コラム記事
11.302023
マレーシア産業の全貌:内需から製造業まで徹底解説
マレーシアは現在、独特の多様性、そしてスピード感がある発展で世界中の企業から注目を浴びています。それに合わせ、国民所得の上昇と人口増加に支えられ内需市場の成長が著しいです。
中産階級の拡大に伴い小売、サービス、観光業といったセクターが活気づいているほか、製造業、特に電子・半導体産業は、マレーシアをASEAN地域の重要な生産拠点として押し上げています。特にこれらの業界での日本企業の役割は非常に大きく、技術移転や合弁事業を通じて両国間の経済関係は強化されています。
今回の記事ではマレーシアの経済と産業の現状、内需市場の可能性、製造業の発展、そして日本企業のビジネスチャンスについて詳しく解説します。マレーシア市場の潜在力を理解し、新たなビジネスチャンスを見出すための一助となれば幸いです。
目次
マレーシアの基本データ
- 面積:
- 33万411平方キロメートル
- 人口(2022年推定値):
- 約3,300万人
- 首都:
- クアラルンプール
- 公用語:
- マレー語(Bahasa Malaysia)
- 宗教:
- イスラム教が主要な宗教。仏教、ヒンドゥー教、キリスト教など。
- 通貨:
- マレーシアリンギット(MYR)
- 政府形態:
- 連邦立憲君主制(君主制と選挙に基づく議会制民主主義)
- GDP(2020年のデータ):
- 約3760億米ドル
- 主要な産業:
- 製造業、農業、サービス業、電子製品製造、石油化学製品、農産物など。
- 主要な貿易パートナー:
- 中国、アメリカ合衆国、シンガポール、日本、韓国など。
- 教育:
- 義務教育があり高等教育機関も多く存在。国内外からの学生も多く受け入れも。
- 観光:
- 美しい自然景観、文化的な名所、歴史的な遺産を提供し、観光業が盛ん。
- 主要な観光地にはクアラルンプール、ペナン、ランカウイ島、ボルネオ島など。
- 交通:
- 高速道路、鉄道、港湾施設、空港などの交通インフラが発展。
マレーシア経済の現状と内需産業の展望
経済成長の基礎:国民所得と人口動態
マレーシア経済は国民所得の向上と人口増加により、持続可能な成長を遂げています。また、マレーシアでは人口ボーナス期真っただ中。2070年の人口増ピークによる経済成長も確実視されています。
現状では中間層の拡大によって内需市場が活性化しており、消費者の購買力の増加が見られます。これは小売業、サービス業、観光業などの内需関連産業に大きなビジネスチャンスをもたらしています。
しかしながら国民平均所得で見てみると日本より低い現状があるため、高額な商品は一部の富裕層のみがターゲットになっています。国民の所得に関する詳細はこちらのコラムを確認ください。
☆ ☆ ☆ ☆
課題 1
本文の基本データで、マレーシアの主要な貿易パートナーとして挙げられている国をすべて書き出してください。
この後に続く行は、本文の内容とは関係ありません。
☆ ☆ ☆ ☆
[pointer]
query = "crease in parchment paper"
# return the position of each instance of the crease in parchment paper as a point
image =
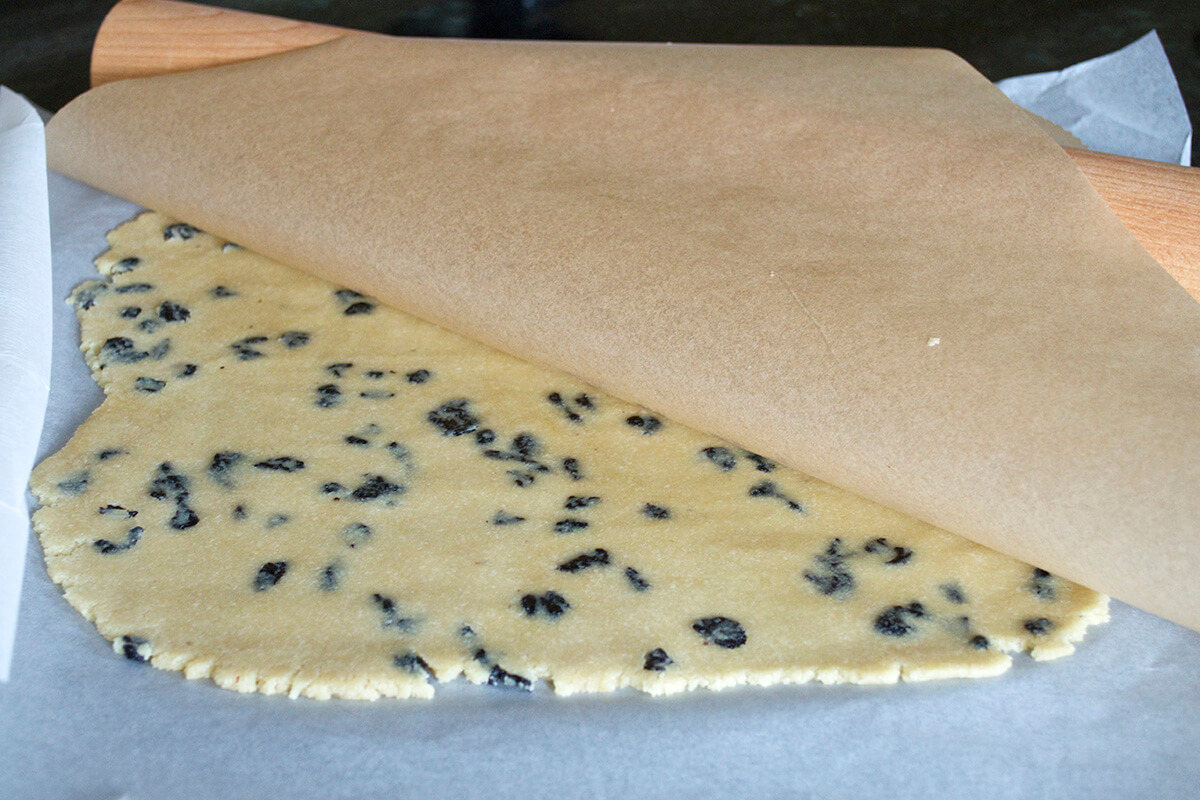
(24, 338)
(609, 210)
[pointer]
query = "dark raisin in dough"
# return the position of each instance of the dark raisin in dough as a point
(657, 660)
(133, 288)
(357, 534)
(723, 457)
(173, 312)
(126, 265)
(359, 308)
(1042, 584)
(413, 663)
(833, 578)
(771, 489)
(180, 230)
(222, 465)
(575, 501)
(453, 417)
(348, 295)
(721, 631)
(269, 575)
(573, 469)
(648, 425)
(131, 647)
(375, 487)
(894, 554)
(894, 621)
(120, 349)
(159, 350)
(953, 593)
(761, 463)
(598, 557)
(131, 537)
(503, 679)
(551, 603)
(329, 396)
(85, 298)
(281, 463)
(293, 340)
(655, 512)
(118, 511)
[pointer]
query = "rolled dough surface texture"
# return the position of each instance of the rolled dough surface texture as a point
(293, 488)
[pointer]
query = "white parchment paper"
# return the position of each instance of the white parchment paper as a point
(24, 337)
(1121, 719)
(1126, 102)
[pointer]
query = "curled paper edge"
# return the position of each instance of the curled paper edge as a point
(24, 338)
(1006, 435)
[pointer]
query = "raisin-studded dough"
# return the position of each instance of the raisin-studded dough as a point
(292, 488)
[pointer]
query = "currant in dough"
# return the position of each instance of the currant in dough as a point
(292, 488)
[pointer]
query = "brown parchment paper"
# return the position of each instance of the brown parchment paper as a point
(864, 263)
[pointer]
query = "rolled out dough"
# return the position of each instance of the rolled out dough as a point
(293, 488)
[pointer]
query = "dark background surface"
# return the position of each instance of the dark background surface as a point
(45, 46)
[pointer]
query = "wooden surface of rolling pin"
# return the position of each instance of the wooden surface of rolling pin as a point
(1158, 203)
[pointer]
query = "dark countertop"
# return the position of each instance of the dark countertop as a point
(45, 46)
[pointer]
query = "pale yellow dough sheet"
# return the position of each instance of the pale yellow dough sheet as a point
(293, 488)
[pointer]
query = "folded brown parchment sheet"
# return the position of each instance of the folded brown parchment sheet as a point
(864, 263)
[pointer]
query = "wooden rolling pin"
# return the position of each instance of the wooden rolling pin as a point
(1158, 203)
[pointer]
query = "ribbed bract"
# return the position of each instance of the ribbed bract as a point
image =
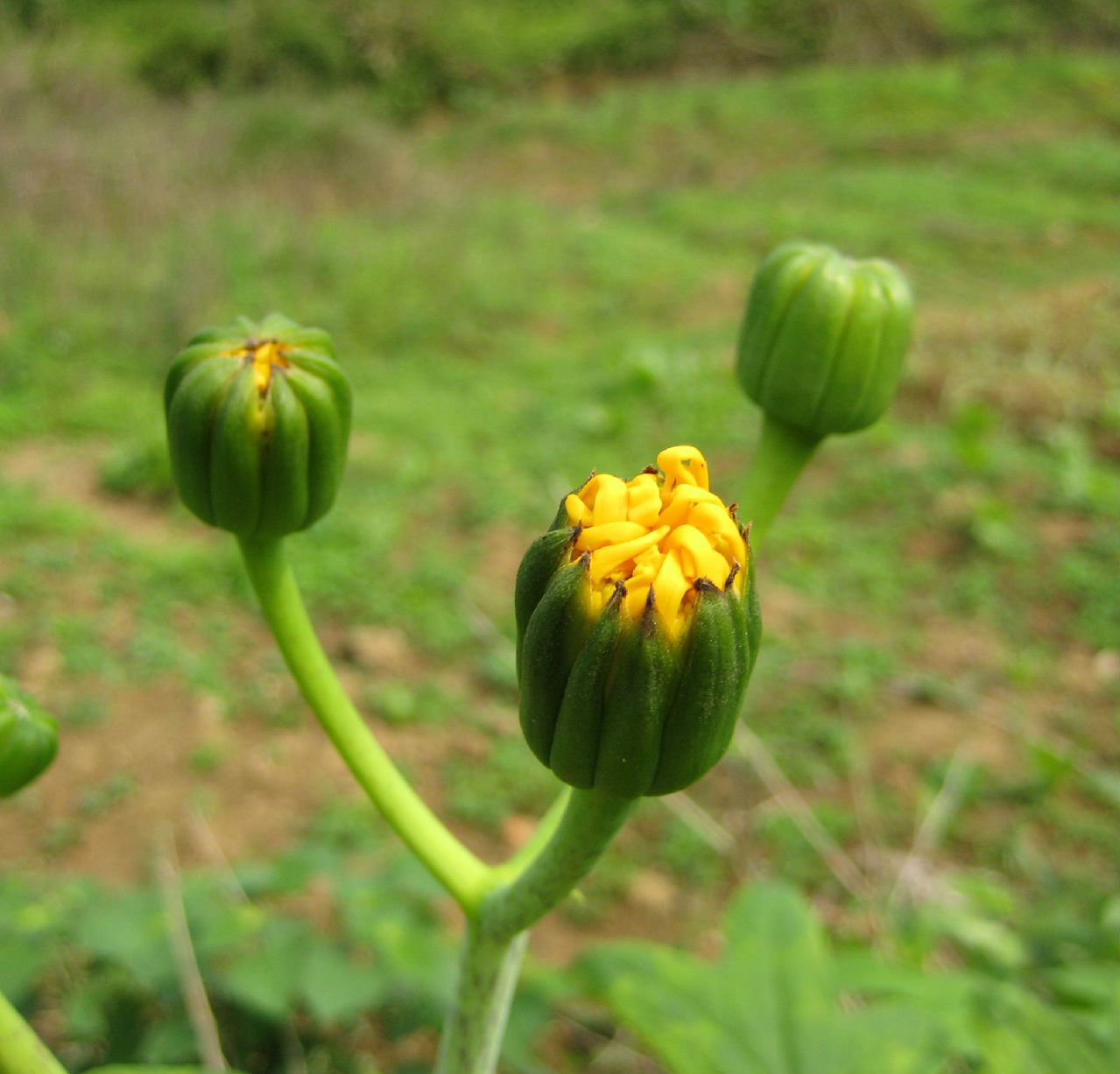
(257, 425)
(28, 738)
(823, 339)
(624, 702)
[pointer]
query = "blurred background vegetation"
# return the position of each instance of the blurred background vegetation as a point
(530, 228)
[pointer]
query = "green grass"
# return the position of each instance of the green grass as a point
(546, 285)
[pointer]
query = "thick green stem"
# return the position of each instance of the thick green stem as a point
(528, 889)
(525, 889)
(779, 457)
(464, 876)
(489, 969)
(21, 1052)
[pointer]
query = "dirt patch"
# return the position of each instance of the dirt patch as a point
(69, 473)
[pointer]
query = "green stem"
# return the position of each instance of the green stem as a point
(489, 969)
(525, 888)
(21, 1052)
(779, 457)
(464, 876)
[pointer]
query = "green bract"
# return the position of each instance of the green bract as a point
(28, 738)
(634, 649)
(257, 424)
(823, 339)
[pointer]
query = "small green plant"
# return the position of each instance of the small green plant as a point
(637, 617)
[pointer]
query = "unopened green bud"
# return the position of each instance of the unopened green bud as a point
(257, 425)
(823, 340)
(28, 738)
(637, 629)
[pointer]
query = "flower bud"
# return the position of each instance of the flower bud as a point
(257, 424)
(28, 738)
(637, 628)
(823, 340)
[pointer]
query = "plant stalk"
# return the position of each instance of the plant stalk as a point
(525, 888)
(21, 1052)
(781, 455)
(464, 876)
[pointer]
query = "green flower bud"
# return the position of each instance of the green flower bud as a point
(823, 340)
(257, 424)
(28, 738)
(637, 629)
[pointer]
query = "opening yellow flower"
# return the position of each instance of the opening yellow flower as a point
(637, 628)
(658, 534)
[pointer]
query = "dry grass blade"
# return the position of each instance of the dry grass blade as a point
(191, 979)
(798, 810)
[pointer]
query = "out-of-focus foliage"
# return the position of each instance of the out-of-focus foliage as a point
(425, 53)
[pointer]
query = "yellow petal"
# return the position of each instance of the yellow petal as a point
(578, 512)
(593, 537)
(606, 560)
(669, 590)
(683, 465)
(645, 500)
(698, 558)
(637, 597)
(609, 502)
(721, 530)
(681, 502)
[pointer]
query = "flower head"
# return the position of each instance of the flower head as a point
(257, 422)
(657, 534)
(637, 628)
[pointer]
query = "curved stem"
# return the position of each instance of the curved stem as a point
(464, 876)
(489, 969)
(526, 889)
(21, 1052)
(781, 455)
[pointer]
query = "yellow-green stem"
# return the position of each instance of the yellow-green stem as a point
(781, 455)
(464, 876)
(525, 888)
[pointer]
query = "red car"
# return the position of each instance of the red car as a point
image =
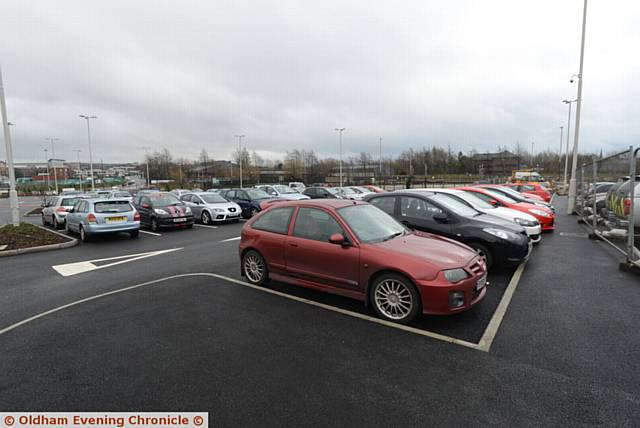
(544, 215)
(532, 189)
(354, 249)
(373, 188)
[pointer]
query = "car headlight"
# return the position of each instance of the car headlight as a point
(524, 222)
(503, 234)
(540, 213)
(455, 275)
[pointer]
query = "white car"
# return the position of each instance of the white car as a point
(282, 191)
(527, 221)
(211, 207)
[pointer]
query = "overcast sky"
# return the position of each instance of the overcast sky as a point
(189, 75)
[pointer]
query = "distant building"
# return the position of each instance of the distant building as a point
(496, 164)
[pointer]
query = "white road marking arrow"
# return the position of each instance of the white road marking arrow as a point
(87, 266)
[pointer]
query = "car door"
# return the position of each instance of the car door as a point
(422, 215)
(310, 256)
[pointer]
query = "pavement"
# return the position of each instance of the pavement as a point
(565, 353)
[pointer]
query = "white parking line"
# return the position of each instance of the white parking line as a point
(206, 225)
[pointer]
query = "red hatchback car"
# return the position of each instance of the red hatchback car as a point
(354, 249)
(544, 215)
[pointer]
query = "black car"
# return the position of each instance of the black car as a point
(248, 199)
(163, 209)
(321, 193)
(499, 241)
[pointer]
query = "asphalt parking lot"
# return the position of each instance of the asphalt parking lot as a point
(164, 334)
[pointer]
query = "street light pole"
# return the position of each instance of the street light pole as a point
(13, 194)
(46, 160)
(566, 154)
(87, 118)
(53, 156)
(240, 137)
(576, 135)
(79, 167)
(340, 130)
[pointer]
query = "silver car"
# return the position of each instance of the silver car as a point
(211, 207)
(282, 191)
(55, 210)
(91, 217)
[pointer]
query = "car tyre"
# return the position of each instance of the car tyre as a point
(254, 268)
(205, 218)
(483, 251)
(395, 298)
(84, 236)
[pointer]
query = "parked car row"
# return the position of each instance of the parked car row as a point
(404, 252)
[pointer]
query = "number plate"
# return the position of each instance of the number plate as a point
(116, 220)
(481, 283)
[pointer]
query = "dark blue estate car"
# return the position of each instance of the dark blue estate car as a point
(248, 199)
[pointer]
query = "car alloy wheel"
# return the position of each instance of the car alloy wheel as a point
(255, 268)
(395, 298)
(206, 217)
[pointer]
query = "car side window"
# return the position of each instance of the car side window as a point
(385, 203)
(417, 208)
(275, 220)
(312, 223)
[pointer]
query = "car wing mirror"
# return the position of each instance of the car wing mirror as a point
(441, 218)
(337, 239)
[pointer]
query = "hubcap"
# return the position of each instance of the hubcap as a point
(393, 299)
(253, 268)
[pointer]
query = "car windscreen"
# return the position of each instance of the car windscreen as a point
(453, 204)
(213, 198)
(475, 201)
(501, 195)
(163, 199)
(113, 207)
(284, 189)
(371, 224)
(257, 194)
(69, 202)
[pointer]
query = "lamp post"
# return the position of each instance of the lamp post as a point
(146, 158)
(46, 161)
(566, 154)
(340, 130)
(79, 166)
(576, 135)
(53, 156)
(13, 194)
(88, 118)
(240, 137)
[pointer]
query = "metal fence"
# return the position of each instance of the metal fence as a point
(608, 202)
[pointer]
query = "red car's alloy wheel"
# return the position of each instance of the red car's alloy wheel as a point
(255, 268)
(395, 298)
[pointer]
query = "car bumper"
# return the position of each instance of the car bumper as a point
(129, 226)
(533, 233)
(436, 296)
(168, 222)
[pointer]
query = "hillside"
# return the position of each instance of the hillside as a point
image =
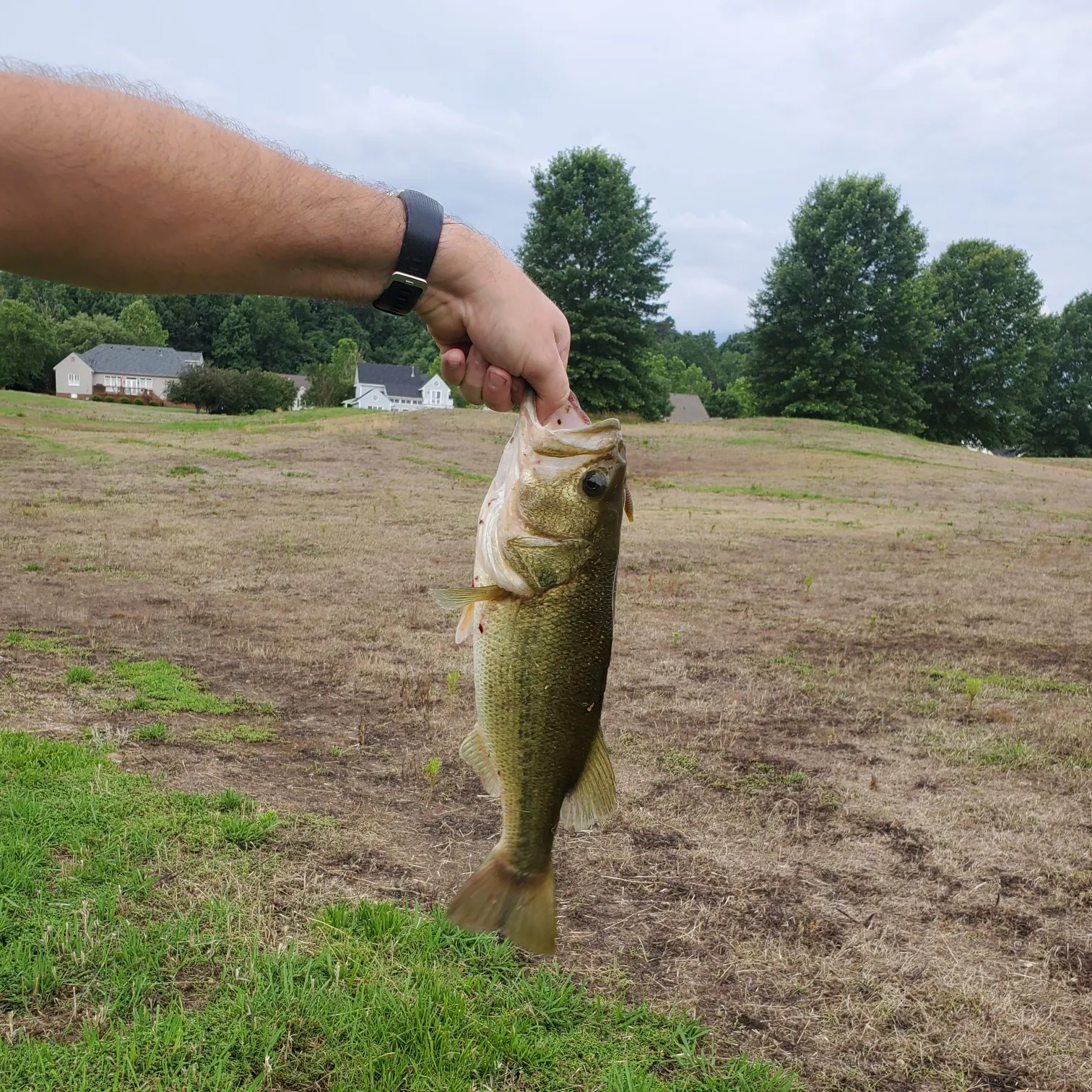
(851, 704)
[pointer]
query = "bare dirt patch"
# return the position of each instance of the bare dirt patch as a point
(828, 846)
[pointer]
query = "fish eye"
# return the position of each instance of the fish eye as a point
(594, 484)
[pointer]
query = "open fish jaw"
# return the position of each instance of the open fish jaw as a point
(552, 449)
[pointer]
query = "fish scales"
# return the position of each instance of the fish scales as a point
(541, 612)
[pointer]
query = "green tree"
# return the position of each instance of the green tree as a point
(1064, 420)
(27, 347)
(84, 331)
(733, 400)
(592, 246)
(142, 324)
(982, 373)
(260, 332)
(230, 391)
(680, 377)
(841, 324)
(332, 381)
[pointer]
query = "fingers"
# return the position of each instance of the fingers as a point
(497, 390)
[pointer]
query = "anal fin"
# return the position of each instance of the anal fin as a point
(594, 797)
(475, 754)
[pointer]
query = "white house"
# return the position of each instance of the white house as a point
(121, 369)
(303, 384)
(394, 387)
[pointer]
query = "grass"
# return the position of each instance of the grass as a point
(224, 454)
(154, 733)
(163, 686)
(20, 639)
(121, 972)
(240, 733)
(1013, 684)
(707, 879)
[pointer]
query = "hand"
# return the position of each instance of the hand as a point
(497, 332)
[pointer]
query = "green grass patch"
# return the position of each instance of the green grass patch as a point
(224, 454)
(21, 639)
(240, 733)
(163, 686)
(1013, 684)
(119, 971)
(752, 490)
(154, 733)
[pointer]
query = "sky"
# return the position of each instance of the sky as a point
(981, 113)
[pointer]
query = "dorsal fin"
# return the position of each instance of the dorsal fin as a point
(594, 797)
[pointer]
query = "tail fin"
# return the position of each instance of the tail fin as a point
(496, 897)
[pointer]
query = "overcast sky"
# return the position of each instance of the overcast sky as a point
(981, 111)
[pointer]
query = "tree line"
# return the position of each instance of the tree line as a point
(851, 322)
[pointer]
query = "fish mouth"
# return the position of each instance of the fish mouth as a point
(568, 436)
(568, 431)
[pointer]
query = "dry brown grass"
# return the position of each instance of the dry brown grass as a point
(828, 846)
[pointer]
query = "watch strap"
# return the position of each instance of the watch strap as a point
(410, 279)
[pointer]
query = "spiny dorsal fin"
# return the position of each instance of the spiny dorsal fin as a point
(593, 800)
(475, 754)
(456, 599)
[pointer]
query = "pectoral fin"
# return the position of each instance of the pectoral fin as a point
(475, 754)
(463, 599)
(458, 599)
(594, 799)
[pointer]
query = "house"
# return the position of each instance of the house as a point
(687, 409)
(394, 387)
(303, 384)
(121, 369)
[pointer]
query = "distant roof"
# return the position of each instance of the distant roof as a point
(400, 381)
(300, 382)
(139, 360)
(687, 409)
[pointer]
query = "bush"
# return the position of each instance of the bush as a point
☆ ☆ ☆ ☆
課題 2
上の行から「estate」という語を含むものをすべて探し、一字も変えずに書き写してください。

想定解答 1
中国、アメリカ合衆国、シンガポール、日本、韓国

想定解答 2
query = "dark blue estate car"
# return the position of each instance of the dark blue estate car as a point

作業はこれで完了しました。